Dataset records:
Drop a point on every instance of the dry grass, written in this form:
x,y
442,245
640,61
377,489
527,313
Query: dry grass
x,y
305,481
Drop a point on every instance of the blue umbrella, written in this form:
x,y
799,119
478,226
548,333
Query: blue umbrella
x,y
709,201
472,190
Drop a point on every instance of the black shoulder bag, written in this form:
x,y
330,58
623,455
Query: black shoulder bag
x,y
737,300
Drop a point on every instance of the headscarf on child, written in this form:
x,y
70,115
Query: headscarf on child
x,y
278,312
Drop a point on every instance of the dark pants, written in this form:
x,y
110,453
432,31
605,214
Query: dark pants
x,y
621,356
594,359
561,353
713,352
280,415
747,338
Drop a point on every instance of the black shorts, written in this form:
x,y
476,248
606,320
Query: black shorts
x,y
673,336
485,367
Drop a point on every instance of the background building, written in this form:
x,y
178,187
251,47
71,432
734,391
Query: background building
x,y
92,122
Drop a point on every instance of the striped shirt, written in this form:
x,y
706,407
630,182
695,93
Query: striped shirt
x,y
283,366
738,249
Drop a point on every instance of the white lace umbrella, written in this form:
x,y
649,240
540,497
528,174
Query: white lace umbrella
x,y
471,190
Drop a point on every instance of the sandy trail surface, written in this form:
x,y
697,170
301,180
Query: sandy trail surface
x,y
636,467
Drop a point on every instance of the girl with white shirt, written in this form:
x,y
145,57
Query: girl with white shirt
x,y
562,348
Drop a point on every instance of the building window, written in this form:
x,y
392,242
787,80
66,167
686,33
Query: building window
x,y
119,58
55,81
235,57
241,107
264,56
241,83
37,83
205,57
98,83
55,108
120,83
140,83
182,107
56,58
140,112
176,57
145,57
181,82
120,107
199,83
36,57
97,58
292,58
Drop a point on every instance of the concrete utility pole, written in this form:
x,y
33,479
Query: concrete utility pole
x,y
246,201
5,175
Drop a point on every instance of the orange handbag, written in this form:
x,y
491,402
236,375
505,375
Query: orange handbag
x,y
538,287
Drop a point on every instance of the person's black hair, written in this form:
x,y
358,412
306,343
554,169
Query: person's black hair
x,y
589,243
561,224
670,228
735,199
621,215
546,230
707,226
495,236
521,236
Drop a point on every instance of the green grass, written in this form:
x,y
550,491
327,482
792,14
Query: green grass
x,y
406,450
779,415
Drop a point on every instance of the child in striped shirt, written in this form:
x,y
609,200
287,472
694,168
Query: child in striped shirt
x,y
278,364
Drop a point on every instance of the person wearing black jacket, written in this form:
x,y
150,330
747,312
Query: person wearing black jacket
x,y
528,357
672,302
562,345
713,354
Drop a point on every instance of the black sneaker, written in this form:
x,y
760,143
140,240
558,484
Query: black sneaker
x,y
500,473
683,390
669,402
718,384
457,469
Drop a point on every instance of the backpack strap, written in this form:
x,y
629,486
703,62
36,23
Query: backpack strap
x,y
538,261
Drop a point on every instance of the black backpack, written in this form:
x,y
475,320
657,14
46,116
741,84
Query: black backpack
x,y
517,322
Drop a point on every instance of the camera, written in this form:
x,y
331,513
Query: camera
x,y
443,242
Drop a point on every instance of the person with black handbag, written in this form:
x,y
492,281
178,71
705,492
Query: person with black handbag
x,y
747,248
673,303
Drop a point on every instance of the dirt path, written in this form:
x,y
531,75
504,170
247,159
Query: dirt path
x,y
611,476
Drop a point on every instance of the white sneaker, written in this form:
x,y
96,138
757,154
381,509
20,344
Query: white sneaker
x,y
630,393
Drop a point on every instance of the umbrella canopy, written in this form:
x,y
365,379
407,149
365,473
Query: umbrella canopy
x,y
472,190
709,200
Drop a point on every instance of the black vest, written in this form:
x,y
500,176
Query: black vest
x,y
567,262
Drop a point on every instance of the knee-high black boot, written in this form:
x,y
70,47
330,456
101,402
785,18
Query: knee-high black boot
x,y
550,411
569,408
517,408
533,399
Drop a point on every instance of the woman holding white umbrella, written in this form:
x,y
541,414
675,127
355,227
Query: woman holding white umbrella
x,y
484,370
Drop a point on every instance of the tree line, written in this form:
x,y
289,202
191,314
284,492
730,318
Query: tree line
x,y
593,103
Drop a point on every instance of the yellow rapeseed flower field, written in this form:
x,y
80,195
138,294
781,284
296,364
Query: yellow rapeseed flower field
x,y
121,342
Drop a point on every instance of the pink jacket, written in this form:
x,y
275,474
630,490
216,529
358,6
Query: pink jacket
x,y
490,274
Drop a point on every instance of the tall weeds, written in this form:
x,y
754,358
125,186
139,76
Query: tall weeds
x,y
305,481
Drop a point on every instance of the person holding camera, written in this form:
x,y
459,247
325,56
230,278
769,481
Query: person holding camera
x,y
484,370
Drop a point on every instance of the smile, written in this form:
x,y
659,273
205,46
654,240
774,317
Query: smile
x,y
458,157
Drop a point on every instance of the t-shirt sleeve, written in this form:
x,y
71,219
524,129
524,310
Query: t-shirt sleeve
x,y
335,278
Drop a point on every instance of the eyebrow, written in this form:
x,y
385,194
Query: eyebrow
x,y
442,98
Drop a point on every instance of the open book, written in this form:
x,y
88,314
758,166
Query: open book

* [About this task]: Retype each line above exactly as written.

* [Problem solution]:
Drop a point on every instance of the dry grass, written in this form:
x,y
442,245
640,61
377,489
527,313
Query: dry grass
x,y
305,481
Drop a point on every instance of the blue umbrella, written in this form:
x,y
799,119
478,226
548,333
Query: blue umbrella
x,y
709,201
472,190
Drop a point on every instance of the black shoulder bag, written in this form:
x,y
330,58
623,455
Query: black shoulder bag
x,y
737,300
Drop a point on every instance of the headscarf on child, written in this form:
x,y
70,115
Query: headscarf on child
x,y
278,312
Drop a point on every instance of the dark pants, written in this form:
x,y
110,453
432,31
605,214
Query: dark pants
x,y
621,356
594,359
561,353
713,352
280,415
747,338
Drop a point on every instance of the black shorts, written in this form:
x,y
476,248
606,320
Query: black shorts
x,y
673,336
485,367
Drop a point on every instance of the background building, written in this form:
x,y
178,187
251,47
71,432
734,391
Query: background building
x,y
92,122
Drop a point on every instance of the striped shirt, written in this form:
x,y
706,407
630,182
695,93
Query: striped shirt
x,y
283,366
738,249
Drop a point on every instance of the white lace umbrella, written in this form:
x,y
649,240
540,497
528,174
Query: white lace umbrella
x,y
471,190
Drop a point on every instance of the sandy trail surface, written in this form:
x,y
697,170
301,180
Query: sandy trail surface
x,y
636,467
Drop a point on every instance of the girl with white shirt, written in this form:
x,y
145,57
Query: girl with white shirt
x,y
562,348
Drop a point on every instance of the building window, written in this form:
x,y
392,242
787,80
66,167
686,33
Query: building window
x,y
119,58
55,81
235,57
241,107
264,56
241,83
37,83
205,57
98,83
55,108
120,83
140,83
182,107
56,58
140,112
176,57
145,57
181,82
120,107
199,83
36,57
97,58
292,58
Drop a point on every instance of the concrete utility pole, written in this form:
x,y
33,479
Query: concrete utility pole
x,y
246,201
5,175
Drop a point on every instance of the orange handbag, written in this form:
x,y
491,402
236,375
505,375
Query: orange handbag
x,y
538,287
Drop a point on every instance of the person's black hair, written in this form:
x,y
358,412
306,343
554,169
Query: person's black hair
x,y
589,243
561,224
670,228
735,199
621,215
546,230
707,226
495,236
521,236
Drop a point on every instance of the green grass, written in this form:
x,y
550,491
327,482
792,14
Query: green grass
x,y
406,450
779,415
Drop a point on every instance of the child in striped shirt, written in this form:
x,y
609,200
287,472
694,168
Query: child in striped shirt
x,y
278,364
Drop a point on every instance of the person wearing black jacket, written in this form:
x,y
150,330
747,312
Query: person wearing black jacket
x,y
528,357
672,302
562,345
713,354
Drop a point on every instance of the black sneaker, written in this form:
x,y
760,143
140,240
558,484
Query: black sneaker
x,y
500,473
683,390
669,402
718,384
457,469
Drop a point on every instance of the backpack strap, written in this form:
x,y
629,486
703,62
36,23
Query: backpack strap
x,y
538,261
Drop a point on every instance of the black backpack, written in this form:
x,y
475,320
657,14
46,116
741,84
Query: black backpack
x,y
517,322
Drop a point on every instance of the camera, written in this form:
x,y
331,513
Query: camera
x,y
443,242
Drop a point on every instance of the person with black handbag, written in this form:
x,y
492,281
178,71
705,492
Query: person with black handbag
x,y
747,248
673,303
Drop a point on every instance of the dirt path, written in this form:
x,y
531,75
504,170
247,159
Query: dirt path
x,y
611,476
Drop a point on every instance of the white sneaker, written in this form:
x,y
96,138
757,154
381,509
20,344
Query: white sneaker
x,y
630,393
Drop a point on every instance of the umbrella canopy, written in this form:
x,y
365,379
407,149
365,473
Query: umbrella canopy
x,y
472,190
709,200
Drop a point on every instance of the black vest, written in this form:
x,y
500,176
Query: black vest
x,y
567,262
Drop a point on every instance of the knee-high black boot, written in this form:
x,y
70,47
330,456
101,402
785,18
Query: knee-high black boot
x,y
550,411
569,408
517,408
533,399
Drop a point on every instance of the woman holding white umbrella, written in this form:
x,y
541,414
675,127
355,227
Query: woman holding white umbrella
x,y
484,370
Drop a point on every instance of the tree line, written in this form:
x,y
289,202
191,314
284,492
730,318
Query: tree line
x,y
593,103
Drop a point on every instance of the yellow rapeseed flower field, written in this form:
x,y
80,195
138,294
781,284
296,364
Query: yellow rapeseed flower field
x,y
121,342
Drop a point on every instance of the pink jacket, written in this form:
x,y
275,474
630,490
216,529
358,6
Query: pink jacket
x,y
490,274
Drop a point on every instance of the tall weeds, written in this form:
x,y
754,358
125,186
139,76
Query: tall weeds
x,y
305,481
Drop a point on every instance of the person holding camera, written in this form:
x,y
459,247
325,56
230,278
769,481
Query: person holding camera
x,y
484,370
Drop a point on every instance of the smile, written in this form:
x,y
659,273
205,46
654,240
774,317
Query: smile
x,y
458,157
Drop a point on every instance of the t-shirt sleeve, written in this form:
x,y
71,219
524,129
524,310
Query: t-shirt sleeve
x,y
335,278
Drop a point on every instance of the eyebrow, written in this form:
x,y
385,194
Query: eyebrow
x,y
442,98
Drop a point on every instance of the open book, written in this form:
x,y
88,314
758,166
Query: open book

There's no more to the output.